### TEXT
□ □ □
Trojaner-Einsatz sorgt für Zündstoff

18 Oktober 2011

Trojaner-Einsatz sorgt für Zündstoff

„Ozapftis“, nein diesmal nicht das Fass Bier am berühmten Münchner Oktoberfest, sondern die Computer von Bürgerinnen und Bürgern. Der Trojaner-Einsatz, eine sogenannte Späh-Software, sorgte in der vergangenen Woche für eine hitzige Plenardebatte im Bayerischen Landtag. Auch auf meinem facebook-Eintrag erlebte ich eine interessante Diskussion dazu und deshalb verlangte ich mit einer Plenumsanfrage vollständige Aufklärung.
□ □ □
### ZU ERLEDIGENDE AUFGABEN
[a] Erkläre in ein bis drei Sätzen, warum laut dem Text zum Trojaner-Einsatz mit einer Plenumsanfrage vollständige Aufklärung verlangt wurde.
[b] Führe den Text zum Trojaner-Einsatz nach seinem letzten Satz weiter.

### ERFASSTE DATEN
□ □ □
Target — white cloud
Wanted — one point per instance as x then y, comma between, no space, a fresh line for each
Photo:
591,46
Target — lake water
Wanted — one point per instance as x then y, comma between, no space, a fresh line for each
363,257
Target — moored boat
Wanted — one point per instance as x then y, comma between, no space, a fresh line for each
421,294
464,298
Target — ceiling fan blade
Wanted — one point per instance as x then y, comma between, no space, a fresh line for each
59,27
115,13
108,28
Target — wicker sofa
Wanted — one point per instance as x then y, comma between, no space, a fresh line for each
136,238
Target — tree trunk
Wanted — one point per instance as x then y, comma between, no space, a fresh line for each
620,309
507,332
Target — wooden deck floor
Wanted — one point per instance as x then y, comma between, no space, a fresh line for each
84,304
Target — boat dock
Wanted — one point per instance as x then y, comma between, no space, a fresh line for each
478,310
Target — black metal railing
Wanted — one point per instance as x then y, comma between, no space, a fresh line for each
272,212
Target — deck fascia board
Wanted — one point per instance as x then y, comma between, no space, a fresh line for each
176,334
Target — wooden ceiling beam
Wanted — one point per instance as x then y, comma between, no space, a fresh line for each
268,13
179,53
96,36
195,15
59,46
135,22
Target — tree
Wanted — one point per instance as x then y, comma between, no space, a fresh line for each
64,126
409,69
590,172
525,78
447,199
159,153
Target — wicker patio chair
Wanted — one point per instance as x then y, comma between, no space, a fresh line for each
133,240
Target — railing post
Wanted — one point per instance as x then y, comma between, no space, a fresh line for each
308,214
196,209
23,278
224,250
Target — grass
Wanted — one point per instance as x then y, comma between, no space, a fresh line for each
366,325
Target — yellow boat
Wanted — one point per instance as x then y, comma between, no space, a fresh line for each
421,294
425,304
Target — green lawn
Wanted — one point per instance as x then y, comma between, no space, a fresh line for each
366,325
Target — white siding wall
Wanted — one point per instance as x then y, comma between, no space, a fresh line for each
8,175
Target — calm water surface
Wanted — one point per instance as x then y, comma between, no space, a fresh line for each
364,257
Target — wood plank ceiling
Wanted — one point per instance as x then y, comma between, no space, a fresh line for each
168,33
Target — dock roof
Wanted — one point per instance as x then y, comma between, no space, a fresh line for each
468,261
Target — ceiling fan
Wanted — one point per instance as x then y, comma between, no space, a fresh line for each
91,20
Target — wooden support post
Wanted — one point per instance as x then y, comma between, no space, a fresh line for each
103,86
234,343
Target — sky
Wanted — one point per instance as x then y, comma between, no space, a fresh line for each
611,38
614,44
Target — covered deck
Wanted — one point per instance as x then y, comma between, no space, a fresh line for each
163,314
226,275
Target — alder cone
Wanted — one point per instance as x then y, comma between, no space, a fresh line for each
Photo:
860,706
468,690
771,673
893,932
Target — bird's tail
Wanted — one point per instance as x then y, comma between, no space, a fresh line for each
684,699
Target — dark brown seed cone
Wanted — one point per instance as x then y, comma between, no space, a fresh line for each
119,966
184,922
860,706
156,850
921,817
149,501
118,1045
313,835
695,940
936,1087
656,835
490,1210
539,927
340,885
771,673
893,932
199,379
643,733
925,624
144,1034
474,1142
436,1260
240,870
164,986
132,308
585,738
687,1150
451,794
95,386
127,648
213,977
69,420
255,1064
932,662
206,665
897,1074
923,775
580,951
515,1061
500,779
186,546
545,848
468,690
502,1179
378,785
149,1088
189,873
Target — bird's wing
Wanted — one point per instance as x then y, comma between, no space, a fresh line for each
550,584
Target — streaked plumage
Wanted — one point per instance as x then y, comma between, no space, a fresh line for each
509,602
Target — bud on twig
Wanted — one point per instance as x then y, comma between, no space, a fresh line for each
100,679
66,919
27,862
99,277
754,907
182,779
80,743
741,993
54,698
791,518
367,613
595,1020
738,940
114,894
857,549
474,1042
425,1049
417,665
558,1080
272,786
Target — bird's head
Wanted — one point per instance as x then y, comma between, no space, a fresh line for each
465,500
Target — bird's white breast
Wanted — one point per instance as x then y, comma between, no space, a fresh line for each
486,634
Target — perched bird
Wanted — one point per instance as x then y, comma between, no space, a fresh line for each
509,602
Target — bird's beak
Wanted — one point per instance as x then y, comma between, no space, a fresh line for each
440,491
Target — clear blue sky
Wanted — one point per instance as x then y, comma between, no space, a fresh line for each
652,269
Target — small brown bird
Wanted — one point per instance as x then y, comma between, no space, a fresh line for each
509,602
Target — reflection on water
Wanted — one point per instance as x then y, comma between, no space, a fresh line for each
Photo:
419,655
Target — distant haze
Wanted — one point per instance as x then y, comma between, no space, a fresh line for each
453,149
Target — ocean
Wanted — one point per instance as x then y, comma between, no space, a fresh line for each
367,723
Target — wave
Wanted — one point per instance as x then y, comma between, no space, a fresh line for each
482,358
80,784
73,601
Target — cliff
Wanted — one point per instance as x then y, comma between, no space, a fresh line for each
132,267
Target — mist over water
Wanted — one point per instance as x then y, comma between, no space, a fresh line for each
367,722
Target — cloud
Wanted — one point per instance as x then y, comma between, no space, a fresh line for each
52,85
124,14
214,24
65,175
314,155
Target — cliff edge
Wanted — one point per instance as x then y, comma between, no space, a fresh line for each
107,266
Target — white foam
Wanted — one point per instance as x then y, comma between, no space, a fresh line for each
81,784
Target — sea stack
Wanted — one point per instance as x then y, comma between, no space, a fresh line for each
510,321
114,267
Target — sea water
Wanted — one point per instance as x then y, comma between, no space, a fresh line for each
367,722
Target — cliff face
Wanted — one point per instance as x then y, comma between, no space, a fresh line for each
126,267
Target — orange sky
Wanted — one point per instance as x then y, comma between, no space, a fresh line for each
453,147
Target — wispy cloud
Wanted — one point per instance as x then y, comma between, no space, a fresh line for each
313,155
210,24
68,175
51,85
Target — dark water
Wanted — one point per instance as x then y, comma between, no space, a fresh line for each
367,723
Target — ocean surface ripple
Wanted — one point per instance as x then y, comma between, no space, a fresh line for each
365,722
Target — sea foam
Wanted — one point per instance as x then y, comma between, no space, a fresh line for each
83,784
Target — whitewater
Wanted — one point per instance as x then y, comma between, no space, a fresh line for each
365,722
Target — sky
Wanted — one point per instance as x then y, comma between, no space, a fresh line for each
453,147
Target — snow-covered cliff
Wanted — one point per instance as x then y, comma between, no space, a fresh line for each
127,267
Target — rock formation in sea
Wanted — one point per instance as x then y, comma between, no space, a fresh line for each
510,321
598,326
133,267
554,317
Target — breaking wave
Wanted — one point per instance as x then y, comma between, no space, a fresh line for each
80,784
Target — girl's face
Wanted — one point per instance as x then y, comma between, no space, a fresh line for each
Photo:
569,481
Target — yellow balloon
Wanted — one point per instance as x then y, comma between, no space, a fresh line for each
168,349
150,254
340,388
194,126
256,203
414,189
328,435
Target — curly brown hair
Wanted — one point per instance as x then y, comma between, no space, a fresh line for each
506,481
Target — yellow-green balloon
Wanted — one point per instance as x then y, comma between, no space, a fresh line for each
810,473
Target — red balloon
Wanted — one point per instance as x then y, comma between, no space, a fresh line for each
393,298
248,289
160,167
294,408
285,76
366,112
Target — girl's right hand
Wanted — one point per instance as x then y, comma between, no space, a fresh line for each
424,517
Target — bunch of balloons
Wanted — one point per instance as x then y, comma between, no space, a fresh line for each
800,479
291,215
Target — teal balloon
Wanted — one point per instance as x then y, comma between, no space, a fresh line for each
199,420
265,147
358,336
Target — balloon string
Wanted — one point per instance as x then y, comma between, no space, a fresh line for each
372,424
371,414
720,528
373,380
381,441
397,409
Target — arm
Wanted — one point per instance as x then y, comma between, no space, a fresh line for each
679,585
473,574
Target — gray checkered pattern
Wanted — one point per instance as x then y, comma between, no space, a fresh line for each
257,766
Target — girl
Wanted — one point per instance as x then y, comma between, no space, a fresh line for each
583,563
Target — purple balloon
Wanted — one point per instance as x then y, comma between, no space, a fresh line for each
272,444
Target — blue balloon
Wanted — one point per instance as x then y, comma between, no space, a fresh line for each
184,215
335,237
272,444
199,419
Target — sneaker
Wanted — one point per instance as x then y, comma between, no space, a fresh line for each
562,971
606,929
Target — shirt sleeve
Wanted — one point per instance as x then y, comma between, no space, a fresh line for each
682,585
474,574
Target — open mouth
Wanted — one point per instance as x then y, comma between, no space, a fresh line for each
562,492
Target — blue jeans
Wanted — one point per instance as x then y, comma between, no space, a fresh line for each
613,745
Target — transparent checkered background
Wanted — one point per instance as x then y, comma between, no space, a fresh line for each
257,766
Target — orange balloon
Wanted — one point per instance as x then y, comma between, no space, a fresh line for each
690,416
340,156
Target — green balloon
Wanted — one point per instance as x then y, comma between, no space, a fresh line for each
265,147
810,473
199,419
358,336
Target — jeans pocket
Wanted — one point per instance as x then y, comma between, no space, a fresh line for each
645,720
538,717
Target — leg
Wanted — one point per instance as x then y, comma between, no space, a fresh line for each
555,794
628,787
□ □ □
### ANTWORTEN
[a] Auf dem facebook-Eintrag gab es eine interessante Diskussion zum Trojaner-Einsatz. Deshalb wurde mit einer Plenumsanfrage vollständige Aufklärung verlangt.

[b]
In seiner Antwort hielt sich Innenminister Joachim Hermann betont zurückhaltend. „Die im konkreten Ermittlungsverfahren eingesetzte Software zur Quellen-Telekommunikationsüberwachung wurde von bayerischen Sicherheitsbehörden ausschließlich bestimmungsgemäß und somit nicht für Online-Durchsuchungen verwendet. Bei der Maßnahme wurden Telekommunikationsinhalte erhoben. Das Abhören verschlüsselter Telekommunikation (Quellen-Telekommunikationsüberwachung) ist aufgrund richterlicher Anordnung entsprechend der Strafprozessordnung (StPO) zulässig.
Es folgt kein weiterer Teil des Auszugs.